**EXERCISE DIRECTIONS**
Word for word, copy out the data below, omitting pictures.

**DATASET EXTRACT**
__________

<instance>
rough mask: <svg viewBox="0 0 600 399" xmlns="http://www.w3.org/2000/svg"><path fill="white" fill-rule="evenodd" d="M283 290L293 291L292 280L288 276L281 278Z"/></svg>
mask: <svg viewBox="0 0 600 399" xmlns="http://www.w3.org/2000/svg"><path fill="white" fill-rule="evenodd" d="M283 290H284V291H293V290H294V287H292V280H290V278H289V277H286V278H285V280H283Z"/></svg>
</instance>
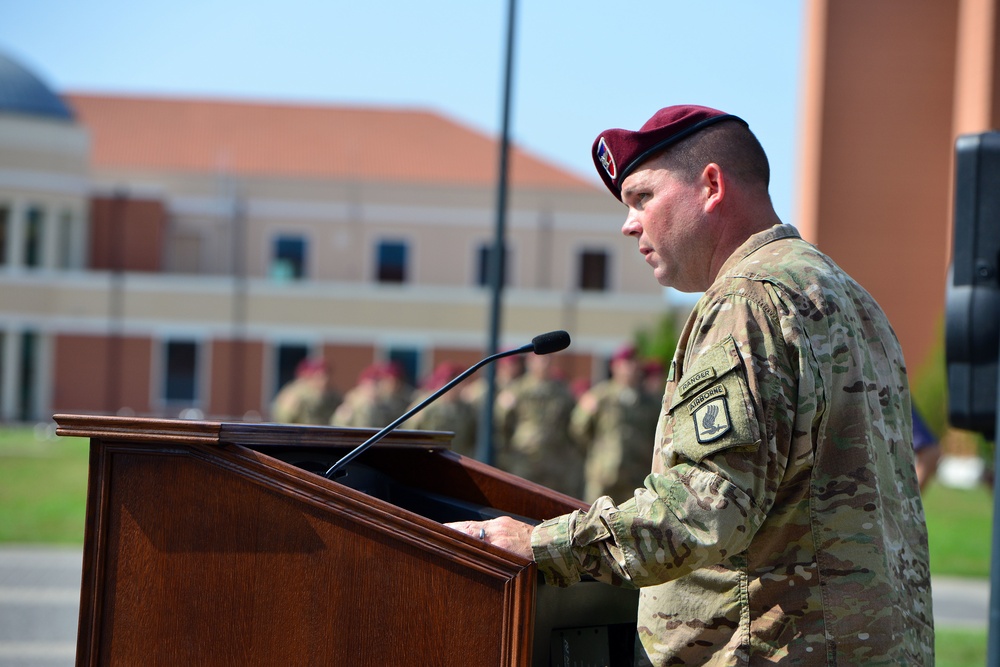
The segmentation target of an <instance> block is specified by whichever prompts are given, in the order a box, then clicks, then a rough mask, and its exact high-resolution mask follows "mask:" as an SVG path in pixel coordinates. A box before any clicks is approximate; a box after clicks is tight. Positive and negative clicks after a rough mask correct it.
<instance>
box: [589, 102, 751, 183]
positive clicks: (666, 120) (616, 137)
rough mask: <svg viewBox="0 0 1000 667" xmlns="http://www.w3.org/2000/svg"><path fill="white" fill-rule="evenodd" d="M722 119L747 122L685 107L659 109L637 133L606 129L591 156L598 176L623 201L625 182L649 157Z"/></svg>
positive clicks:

__________

**ANSWER BOX**
<instance>
rough mask: <svg viewBox="0 0 600 399" xmlns="http://www.w3.org/2000/svg"><path fill="white" fill-rule="evenodd" d="M283 290L293 291L292 280L288 276L281 278Z"/></svg>
mask: <svg viewBox="0 0 600 399" xmlns="http://www.w3.org/2000/svg"><path fill="white" fill-rule="evenodd" d="M283 290H284V291H293V290H294V287H292V280H290V278H289V277H286V278H285V280H283Z"/></svg>
</instance>
The segmentation target of an <instance> block is specified by whichever prompts are given, in the order a box, then clicks, then a rough mask, and its exact high-resolution mask follows "mask:" as an SVG path in pixel coordinates. A box before any clicks is approximate; a box after clicks is tight. Positive and negative clicks after a rough mask correct it.
<instance>
box: [589, 102, 751, 183]
positive clicks: (666, 120) (616, 137)
rough mask: <svg viewBox="0 0 1000 667" xmlns="http://www.w3.org/2000/svg"><path fill="white" fill-rule="evenodd" d="M722 119L747 122L685 107L659 109L637 133L606 129L591 156L598 176L623 201L625 182L649 157Z"/></svg>
positive clicks:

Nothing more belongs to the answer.